**Text segment**
◇ ◇ ◇

Beetroot (Beta Vulgaris L)
Beets, (Beta vulgaris L) also called beetroot, have been consumed since the days of Ancient Greece and Ancient Rome. It has always been believed to be a nutritious vegetable and recent scientific studies have confirmed this. Beetroot contains numerous vitamins and minerals that contribute to overall good health.
Beetroot is a root vegetable that grows primarily in the ground with a leafy top that grows aboveground. It can be found in both temperate and tropical areas of the world. It takes approximately 60 days from seed to harvest. Beets have been cultivated for thousands of years for their dietary value. Recent studies have indicated that consuming beetroot juice can improve certain health conditions and can also improve oxygenation during athletic activities. Though the full health effects of beetroot are not yet known, many health experts recommend consuming beetroot or beetroot herbal for a nutritional boost.
Health Benefits of Beetroot
Beetroot also improves blood flow to the brain and can slow the progress of dementia. Beetroot has a number of nutrients that are important for general health. Beetroot also contains potassium, calcium, sodium, magnesium and dietary nitrate. Potassium lowers heart rate and regulates metabolism. Sodium and magnesium help with proper fluid levels within the body. The dietary nitrate in beetroot is linked to lower blood pressure and a reduced incidence of heart disease. Beetroot is also rich in vitamin A, vitamin C and iron. Vitamin A is important for mucous membrane, healthy skin and good vision. Vitamin C boosts the immune system. Iron is an important mineral for red blood cell production in the body. Beetroot also contains folates that aid DNA synthesis within the cells. The fiber in beetroot helps to slow down its conversion into glucose, which makes it a good food for those with Type-2 diabetes. The fiber can also help to reduce cholesterol. The nitrates in beetroot also widen blood vessels for better exercise and athletic performance. Beetroot also contains silica, which helps to strengthen bones and hair, as well as to maintain good skin condition.
Beetroot Active Ingredients
Beetroot contains phytonutrient pigments called betalains. Two types of betalain compounds, betalin and vulgaxanthin, are high in anti-oxidants and also have anti-inflammatory effects. These compounds also help with detoxification of the body. These betalain compounds can suppress cyclooxygenase enzymes, which can contribute to tumor growth. The beet greens also contain high amounts of lutein and zeaxanthin, which help to keep eyes healthy. The epoxy xanthophyll carotenoids in beetroot help support the body’s nervous system, as well. Beetroot also contains trace amounts of amino acids, which help to build proteins in the body.
Parts of the Plant Used
All parts of the beetroot can be consumed. The leaf tops can be put into salads or sautéed in olive oil. The leaves should be fresh and crisp for best taste and nutrient value. The root can be eaten raw or cooked. Beetroot can be processed into a flavorful juice. Adding a little lemon juice to the beet juice will improve flavor and coloring of the juice.
Beetroot extract supplements are also available in pill form for those who don't like the taste of beets or don’t have the time to prepare beet juice or cooked beets. These supplements provide all the benefits of the vegetable in an easy-to-use form. The pills are taken three times each day and provide all the nutrients of dietary beetroot.
Beetroot Herb Notes / Side Effects
Precautions for Taking Beetroot
Those people who have a problem with oxalate kidney stones should use caution when using beetroot as an herbal supplement for their diets. Beetroot breaks down into oxalates that can exacerbate the formation of this type of kidney stone. Consumption of beetroot can cause the red and yellow vegetable pigment can be released into the urine or stool. This is harmless, however, and should not be a cause for concern.

◇ ◇ ◇

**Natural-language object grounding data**
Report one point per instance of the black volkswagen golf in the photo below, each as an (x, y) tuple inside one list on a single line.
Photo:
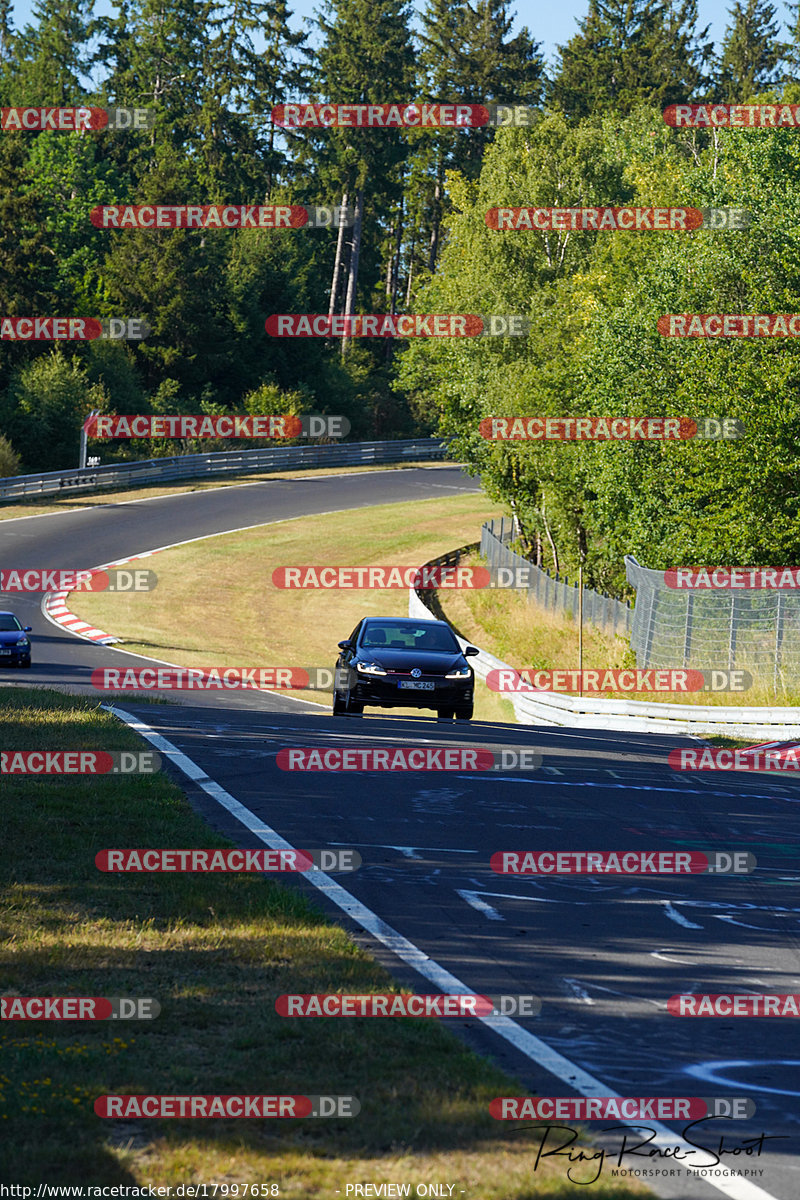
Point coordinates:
[(402, 663)]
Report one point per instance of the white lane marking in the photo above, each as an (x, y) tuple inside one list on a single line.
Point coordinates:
[(678, 917), (657, 954), (578, 991), (533, 1048), (741, 924), (471, 899)]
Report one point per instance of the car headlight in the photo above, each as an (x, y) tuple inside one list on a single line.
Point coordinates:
[(370, 667)]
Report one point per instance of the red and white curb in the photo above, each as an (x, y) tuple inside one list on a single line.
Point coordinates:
[(782, 747), (55, 610)]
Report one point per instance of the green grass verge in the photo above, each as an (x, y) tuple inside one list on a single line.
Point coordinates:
[(524, 635), (215, 951)]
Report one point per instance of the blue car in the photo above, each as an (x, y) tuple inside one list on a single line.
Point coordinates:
[(14, 642), (401, 663)]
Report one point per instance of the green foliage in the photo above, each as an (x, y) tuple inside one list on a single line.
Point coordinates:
[(594, 349), (44, 408), (10, 461)]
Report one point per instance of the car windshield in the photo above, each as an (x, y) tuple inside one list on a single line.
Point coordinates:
[(409, 637)]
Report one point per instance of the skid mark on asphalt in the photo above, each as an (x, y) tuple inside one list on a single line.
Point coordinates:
[(525, 1043)]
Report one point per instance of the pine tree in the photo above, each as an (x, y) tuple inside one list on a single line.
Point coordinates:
[(366, 57), (751, 51), (631, 52), (467, 55), (53, 54)]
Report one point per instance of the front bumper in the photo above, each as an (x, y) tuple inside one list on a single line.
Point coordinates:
[(14, 658), (385, 691)]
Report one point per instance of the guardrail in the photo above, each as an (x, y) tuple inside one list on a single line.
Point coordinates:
[(192, 466), (627, 715)]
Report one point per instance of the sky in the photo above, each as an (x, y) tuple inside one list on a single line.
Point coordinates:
[(552, 24)]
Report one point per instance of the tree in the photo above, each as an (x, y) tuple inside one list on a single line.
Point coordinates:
[(631, 52), (467, 55), (751, 51), (366, 57)]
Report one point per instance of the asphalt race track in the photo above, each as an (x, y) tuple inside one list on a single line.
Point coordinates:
[(602, 953)]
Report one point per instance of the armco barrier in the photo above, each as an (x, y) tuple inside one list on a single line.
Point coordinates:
[(192, 466), (630, 715)]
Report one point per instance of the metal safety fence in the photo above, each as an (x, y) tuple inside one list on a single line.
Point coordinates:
[(192, 466), (552, 593), (751, 629)]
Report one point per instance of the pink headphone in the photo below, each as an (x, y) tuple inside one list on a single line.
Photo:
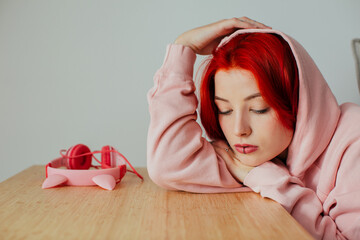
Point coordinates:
[(77, 161)]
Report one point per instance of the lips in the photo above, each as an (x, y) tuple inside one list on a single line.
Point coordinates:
[(245, 148)]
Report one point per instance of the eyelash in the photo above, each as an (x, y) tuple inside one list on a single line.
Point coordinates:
[(262, 111)]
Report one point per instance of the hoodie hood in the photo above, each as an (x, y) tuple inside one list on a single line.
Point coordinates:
[(318, 111)]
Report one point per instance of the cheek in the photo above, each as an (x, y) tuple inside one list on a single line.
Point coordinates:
[(277, 134), (225, 125)]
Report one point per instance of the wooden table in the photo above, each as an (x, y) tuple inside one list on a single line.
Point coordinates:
[(135, 210)]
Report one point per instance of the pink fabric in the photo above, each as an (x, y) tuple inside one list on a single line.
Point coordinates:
[(319, 186)]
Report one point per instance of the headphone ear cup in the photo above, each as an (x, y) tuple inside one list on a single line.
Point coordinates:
[(82, 162), (106, 157)]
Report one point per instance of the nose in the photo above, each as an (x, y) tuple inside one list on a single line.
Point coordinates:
[(242, 126)]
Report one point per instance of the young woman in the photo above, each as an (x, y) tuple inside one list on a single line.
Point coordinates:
[(275, 126)]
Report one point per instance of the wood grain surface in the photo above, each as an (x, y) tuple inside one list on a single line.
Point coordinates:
[(135, 209)]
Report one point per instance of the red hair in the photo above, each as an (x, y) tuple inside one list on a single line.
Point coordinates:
[(269, 58)]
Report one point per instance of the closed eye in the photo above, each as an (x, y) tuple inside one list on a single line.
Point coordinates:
[(260, 111), (225, 112)]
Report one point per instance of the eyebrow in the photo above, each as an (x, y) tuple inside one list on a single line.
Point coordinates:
[(255, 95)]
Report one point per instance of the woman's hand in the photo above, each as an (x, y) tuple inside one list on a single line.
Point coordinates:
[(203, 40)]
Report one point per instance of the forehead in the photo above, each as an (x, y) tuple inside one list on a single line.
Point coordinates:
[(235, 81)]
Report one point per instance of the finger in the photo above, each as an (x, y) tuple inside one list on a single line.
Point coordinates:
[(253, 23)]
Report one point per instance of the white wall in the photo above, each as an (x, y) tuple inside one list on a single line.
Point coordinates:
[(78, 71)]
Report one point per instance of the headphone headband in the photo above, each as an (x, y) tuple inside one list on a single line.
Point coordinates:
[(77, 161)]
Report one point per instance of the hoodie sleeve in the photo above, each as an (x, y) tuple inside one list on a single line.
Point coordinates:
[(337, 218), (178, 157)]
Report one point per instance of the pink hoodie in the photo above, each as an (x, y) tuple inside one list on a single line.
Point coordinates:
[(320, 184)]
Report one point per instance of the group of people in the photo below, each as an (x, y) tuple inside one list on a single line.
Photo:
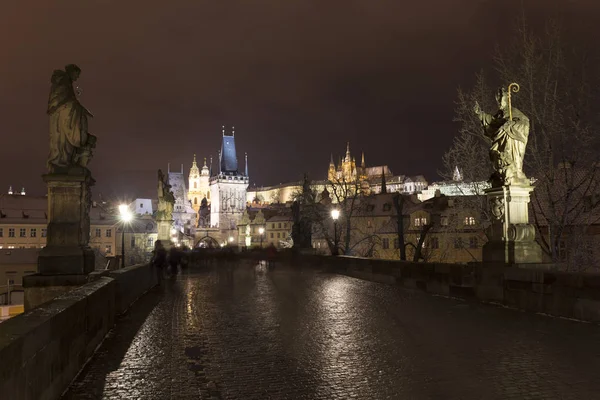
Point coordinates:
[(166, 262)]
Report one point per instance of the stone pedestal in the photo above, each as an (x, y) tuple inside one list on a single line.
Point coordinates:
[(511, 237), (67, 253)]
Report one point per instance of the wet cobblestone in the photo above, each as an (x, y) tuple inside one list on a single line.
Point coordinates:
[(246, 333)]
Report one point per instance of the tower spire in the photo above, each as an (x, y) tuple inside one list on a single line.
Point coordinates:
[(383, 185)]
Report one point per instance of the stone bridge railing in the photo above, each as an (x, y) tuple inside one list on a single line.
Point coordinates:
[(43, 349)]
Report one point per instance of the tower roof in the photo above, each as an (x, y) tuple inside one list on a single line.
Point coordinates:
[(228, 155)]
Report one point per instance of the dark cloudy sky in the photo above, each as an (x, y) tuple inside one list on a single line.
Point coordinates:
[(298, 78)]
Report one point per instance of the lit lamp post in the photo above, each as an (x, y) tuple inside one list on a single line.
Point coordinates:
[(126, 217), (335, 214), (261, 231)]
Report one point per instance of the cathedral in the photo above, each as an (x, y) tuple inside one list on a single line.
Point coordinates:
[(219, 196)]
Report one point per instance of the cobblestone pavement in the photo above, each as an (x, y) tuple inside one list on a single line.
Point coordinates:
[(247, 333)]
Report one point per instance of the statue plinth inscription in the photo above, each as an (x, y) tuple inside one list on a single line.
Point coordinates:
[(67, 249), (511, 237)]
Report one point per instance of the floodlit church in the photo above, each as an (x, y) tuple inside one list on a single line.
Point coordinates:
[(224, 189)]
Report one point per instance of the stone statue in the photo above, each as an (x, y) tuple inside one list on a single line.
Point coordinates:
[(508, 131), (166, 199), (70, 142)]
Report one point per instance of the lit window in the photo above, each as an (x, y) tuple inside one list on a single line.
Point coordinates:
[(458, 243), (473, 242)]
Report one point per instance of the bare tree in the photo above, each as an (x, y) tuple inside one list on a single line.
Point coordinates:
[(556, 94)]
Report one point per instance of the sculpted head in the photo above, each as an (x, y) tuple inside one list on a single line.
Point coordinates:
[(73, 71), (502, 98)]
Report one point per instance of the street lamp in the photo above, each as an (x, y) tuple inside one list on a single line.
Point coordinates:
[(126, 217), (261, 231), (335, 214)]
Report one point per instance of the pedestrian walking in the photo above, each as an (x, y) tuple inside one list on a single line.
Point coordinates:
[(159, 260)]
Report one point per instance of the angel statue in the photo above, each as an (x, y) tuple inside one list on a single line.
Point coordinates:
[(508, 131), (70, 142)]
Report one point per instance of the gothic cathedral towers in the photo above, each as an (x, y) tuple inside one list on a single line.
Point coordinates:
[(198, 184), (228, 187)]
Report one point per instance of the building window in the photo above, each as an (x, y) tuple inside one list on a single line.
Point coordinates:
[(473, 242), (420, 221)]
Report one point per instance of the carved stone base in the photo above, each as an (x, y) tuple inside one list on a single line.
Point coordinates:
[(69, 200), (511, 237)]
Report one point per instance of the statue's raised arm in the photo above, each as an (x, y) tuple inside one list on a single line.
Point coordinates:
[(71, 144), (508, 131)]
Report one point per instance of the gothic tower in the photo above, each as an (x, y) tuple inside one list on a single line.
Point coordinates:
[(194, 193), (228, 188)]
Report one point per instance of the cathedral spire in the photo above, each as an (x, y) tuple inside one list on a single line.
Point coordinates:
[(383, 185)]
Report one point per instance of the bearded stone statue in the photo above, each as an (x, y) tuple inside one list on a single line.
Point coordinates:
[(508, 138)]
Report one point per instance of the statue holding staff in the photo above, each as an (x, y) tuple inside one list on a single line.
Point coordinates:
[(508, 131), (70, 142)]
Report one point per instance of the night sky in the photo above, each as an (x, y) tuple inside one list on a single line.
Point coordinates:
[(297, 78)]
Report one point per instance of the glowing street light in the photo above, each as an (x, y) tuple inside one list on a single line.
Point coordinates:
[(335, 214), (261, 231), (125, 216)]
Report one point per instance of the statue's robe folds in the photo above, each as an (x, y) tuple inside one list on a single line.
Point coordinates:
[(509, 140), (68, 122)]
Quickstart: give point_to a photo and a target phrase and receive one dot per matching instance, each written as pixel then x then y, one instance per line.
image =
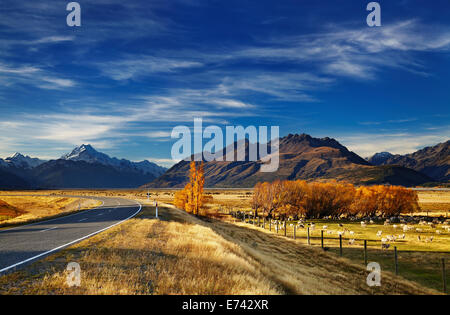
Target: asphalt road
pixel 24 244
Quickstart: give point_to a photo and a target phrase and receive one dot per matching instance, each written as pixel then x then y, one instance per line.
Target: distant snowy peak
pixel 88 154
pixel 22 161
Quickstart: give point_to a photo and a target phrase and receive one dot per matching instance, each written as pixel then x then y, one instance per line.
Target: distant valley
pixel 84 167
pixel 301 157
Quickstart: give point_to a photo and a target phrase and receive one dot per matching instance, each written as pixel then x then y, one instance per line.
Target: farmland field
pixel 268 262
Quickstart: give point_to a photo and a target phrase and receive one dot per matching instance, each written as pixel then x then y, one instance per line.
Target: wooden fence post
pixel 396 260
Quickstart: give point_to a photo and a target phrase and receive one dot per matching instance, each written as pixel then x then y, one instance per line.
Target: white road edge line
pixel 55 227
pixel 61 217
pixel 70 243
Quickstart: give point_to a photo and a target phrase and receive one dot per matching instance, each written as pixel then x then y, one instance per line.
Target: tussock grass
pixel 174 255
pixel 181 254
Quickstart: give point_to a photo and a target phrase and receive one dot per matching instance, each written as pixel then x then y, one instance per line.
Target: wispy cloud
pixel 34 76
pixel 137 66
pixel 367 144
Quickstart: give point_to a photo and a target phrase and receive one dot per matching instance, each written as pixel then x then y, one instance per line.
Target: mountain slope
pixel 432 161
pixel 80 174
pixel 88 154
pixel 379 158
pixel 301 157
pixel 84 167
pixel 9 180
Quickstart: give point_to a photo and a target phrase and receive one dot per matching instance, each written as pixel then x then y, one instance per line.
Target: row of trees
pixel 191 198
pixel 315 200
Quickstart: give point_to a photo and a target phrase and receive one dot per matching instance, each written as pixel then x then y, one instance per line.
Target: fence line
pixel 340 239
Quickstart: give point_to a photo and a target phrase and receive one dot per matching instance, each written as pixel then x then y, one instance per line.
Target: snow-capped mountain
pixel 88 154
pixel 21 161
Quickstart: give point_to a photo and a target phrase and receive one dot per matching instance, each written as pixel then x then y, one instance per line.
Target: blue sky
pixel 135 69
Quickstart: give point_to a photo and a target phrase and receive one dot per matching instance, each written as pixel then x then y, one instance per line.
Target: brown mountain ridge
pixel 301 157
pixel 433 161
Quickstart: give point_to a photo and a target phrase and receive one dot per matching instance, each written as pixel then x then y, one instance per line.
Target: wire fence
pixel 417 266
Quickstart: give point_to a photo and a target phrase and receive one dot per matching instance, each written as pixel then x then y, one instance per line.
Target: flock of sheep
pixel 437 226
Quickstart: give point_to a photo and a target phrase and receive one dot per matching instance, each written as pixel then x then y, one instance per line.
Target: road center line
pixel 72 242
pixel 55 227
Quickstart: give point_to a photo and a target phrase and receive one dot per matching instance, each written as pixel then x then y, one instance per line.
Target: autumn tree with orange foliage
pixel 192 198
pixel 316 200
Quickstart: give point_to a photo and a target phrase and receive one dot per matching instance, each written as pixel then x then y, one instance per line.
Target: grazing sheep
pixel 385 246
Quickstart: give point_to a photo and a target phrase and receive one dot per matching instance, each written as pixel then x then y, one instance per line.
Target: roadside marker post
pixel 321 239
pixel 365 252
pixel 444 277
pixel 396 260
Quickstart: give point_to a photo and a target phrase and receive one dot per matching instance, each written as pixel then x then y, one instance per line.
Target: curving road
pixel 24 244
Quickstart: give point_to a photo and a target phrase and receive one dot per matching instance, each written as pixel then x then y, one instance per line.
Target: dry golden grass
pixel 174 255
pixel 34 208
pixel 180 254
pixel 435 203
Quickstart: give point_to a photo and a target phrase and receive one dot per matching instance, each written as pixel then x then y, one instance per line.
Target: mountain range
pixel 432 161
pixel 301 157
pixel 84 167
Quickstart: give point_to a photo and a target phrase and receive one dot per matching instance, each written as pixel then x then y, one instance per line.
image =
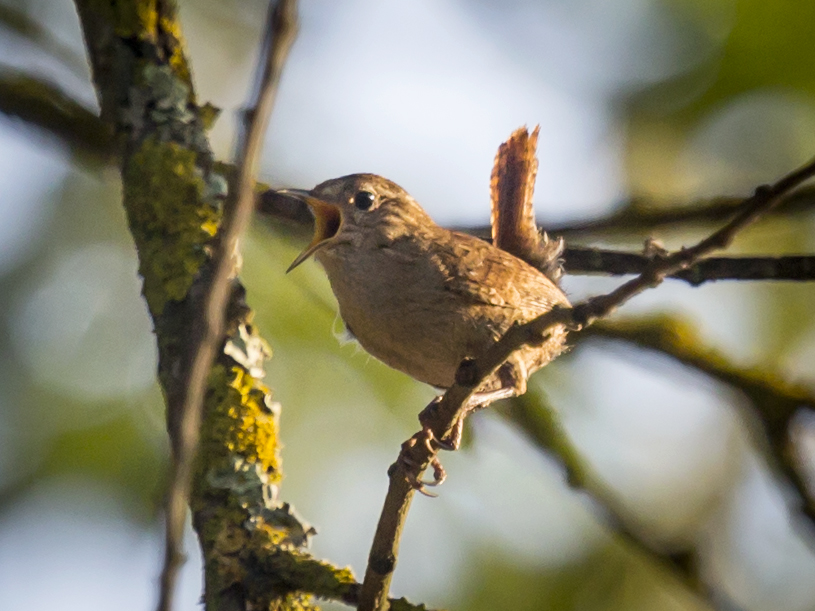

◇ ◇ ◇

**What is required**
Decide whether each statement below agrees with the beetroot text above, answering yes or no and quoting the deciding words: (a) Beets take about 60 days to go from seed to harvest. (b) Beetroot extract pills are taken once a day. (c) The beet greens contain lutein and zeaxanthin.

**Problem solution**
(a) Yes: "It takes approximately 60 days from seed to harvest."
(b) No: "The pills are taken three times each day"
(c) Yes: "The beet greens also contain high amounts of lutein and zeaxanthin"